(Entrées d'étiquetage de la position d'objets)
# # # #
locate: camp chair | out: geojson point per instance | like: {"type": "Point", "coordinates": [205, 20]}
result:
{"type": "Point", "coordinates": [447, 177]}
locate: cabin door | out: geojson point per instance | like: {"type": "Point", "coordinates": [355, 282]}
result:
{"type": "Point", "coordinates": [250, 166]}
# # # #
» **Description de l'exercice**
Mettez à jour les lignes des entrées en remplaçant « result » par « output ». Ne modifiez rien d'autre.

» **Réponse attendue**
locate: camp chair | out: geojson point per instance | like: {"type": "Point", "coordinates": [205, 20]}
output:
{"type": "Point", "coordinates": [447, 177]}
locate: cabin door | out: geojson point per instance | like: {"type": "Point", "coordinates": [355, 282]}
output:
{"type": "Point", "coordinates": [250, 166]}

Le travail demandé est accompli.